**Task brief**
Return every line of the records below unchanged, but leave the pictures out of your answer.
# START OF Data supplied
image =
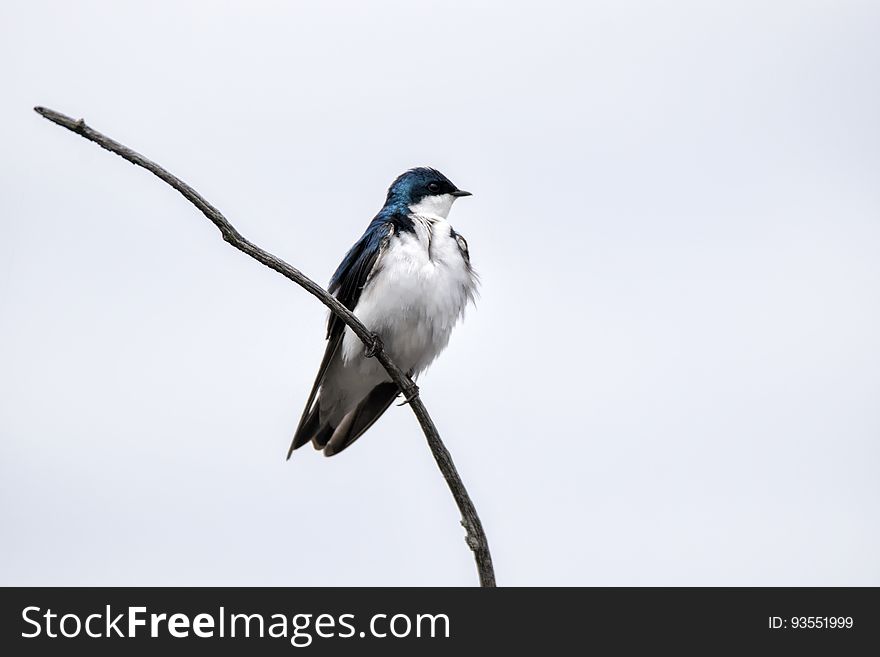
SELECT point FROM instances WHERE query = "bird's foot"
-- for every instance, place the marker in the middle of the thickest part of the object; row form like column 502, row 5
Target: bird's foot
column 375, row 346
column 410, row 394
# END OF Data supplied
**Reply**
image =
SELECT point FROM instances WHERE query = "bird's foot"
-- for every instance, place the marker in the middle of the thickest part of the object; row form like column 502, row 5
Target: bird's foot
column 375, row 346
column 410, row 394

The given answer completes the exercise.